[WHAT IS BEING ASKED]: Copy every one of the following entries line for line, changing nothing.
— START OF DATA RECORDS —
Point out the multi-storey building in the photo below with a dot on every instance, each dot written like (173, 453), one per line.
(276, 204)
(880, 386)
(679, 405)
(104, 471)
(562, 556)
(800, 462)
— END OF DATA RECORDS —
[FINISHED TASK]:
Point out the multi-storey building in the photo below with a dot on every instance, each dot written like (173, 453), one per line.
(276, 204)
(880, 386)
(679, 405)
(104, 471)
(562, 556)
(800, 462)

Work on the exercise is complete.